* [DOKUMENTAUSZUG]:
==*==

DEBATTE
: Eine ganz prinzipielle Frage

■ Wie Plisch und Plum die Sozialdemokratie aufs Glatteis locken wollen

Professionell sind sie schon, die beiden neuen Stars der christlich-liberalen Koalition, Plisch Kinkel und Plum Rühe. Sie versuchen, die Sozialdemokraten mit der raffinierten Vermischung einer konkreten und einer prinzipiellen Frage aufs Glatteis zu locken. Die konkrete Frage geht dahin, ob der bosnische Krieg durch eine Intervention beendet werden könnte; noch konkreter: welchen Sinn Marineoperationen zur Überwachung des Embargos gegen Serbien machen. Die ethnisch-prinzipielle Frage greift viel weiter. Kann Deutschland, lautet sie, ein für allemal ausschließen, bei Genozid und Landraub den Angegriffenen mit militärischer Gewalt beizustehen?

==*==

* [BEREITGESTELLTES MATERIAL]:
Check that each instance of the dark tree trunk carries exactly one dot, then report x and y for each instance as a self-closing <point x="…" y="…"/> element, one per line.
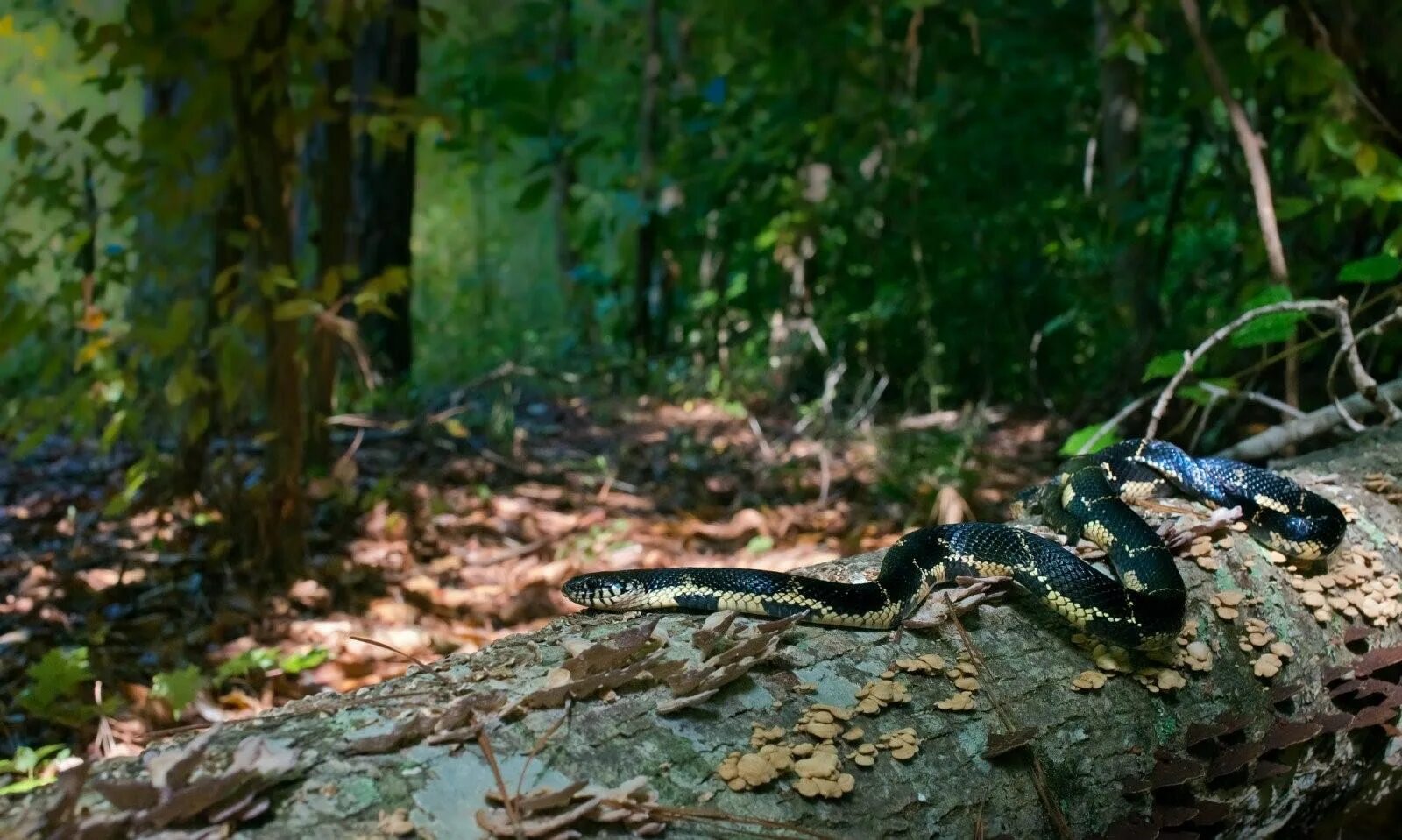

==*==

* [BITTE BEARBEITEN SIE]:
1. Prüfen Sie, ob die folgenden Aussagen mit dem Debattenbeitrag übereinstimmen. Antworten Sie jeweils mit Ja oder Nein und führen Sie die entscheidenden Worte des Debattenbeitrags wörtlich an: (a) Kinkel und Rühe werden als Stars der christlich-liberalen Koalition bezeichnet. (b) Die konkrete Frage betrifft Marineoperationen zur Überwachung eines Embargos gegen Kroatien. (c) Die prinzipielle Frage greift weniger weit als die konkrete.
2. Setzen Sie den Debattenbeitrag über Plisch und Plum und die Sozialdemokratie im Anschluss an seinen letzten Satz fort.

* [ANTWORTEN]:
1.
(a) Ja: „die beiden neuen Stars der christlich-liberalen Koalition, Plisch Kinkel und Plum Rühe“
(b) Nein: „welchen Sinn Marineoperationen zur Überwachung des Embargos gegen Serbien machen“
(c) Nein: „Die ethnisch-prinzipielle Frage greift viel weiter.“

2.
Die coole Kombination beider Fragen, so hoffen Plisch und Plum, werde die Opposition verwirren und die Regierenden in den Stand setzen, im nachrichtenarmen August spektakuläre Besuche auf dem Zerstörer „Bayern“ zu veranstalten. Geht diese Rechnung auf?

Konkret: Bosnien hilft kein Militäreinsatz

Die konkrete Frage ist nämlich ganz einfach zu beantworten. Alle kriegserfahrenen Militärs sagen unisono, daß eine militärische Intervention in Jugoslawien blutiger Unsinn wäre. Um die frühere jugoslawische Volksarmee und die unterschiedlichen Freischärler-Banden zu besiegen, wäre ein Aufgebot von Luftlandetruppen notwendig, das dem des Golfkrieges kaum nachstünde. An ein Terror-Bombardement Belgrads oder anderer serbischer Städte wird ja wohl kein zivilisierter Mensch denken. Hinzu kommt, daß die Analyse der Kriegsgründe, wie sie Amerikaner, Engländer, Franzosen oder Deutsche anstellen, ziemlich verschieden ist. Während die Deutschen sich daran gewöhnt haben, die Serben für die mehr oder weniger Allein-Schuldigen zu halten, sehen das die wichtigsten Alliierten der Deutschen weit differenzierter.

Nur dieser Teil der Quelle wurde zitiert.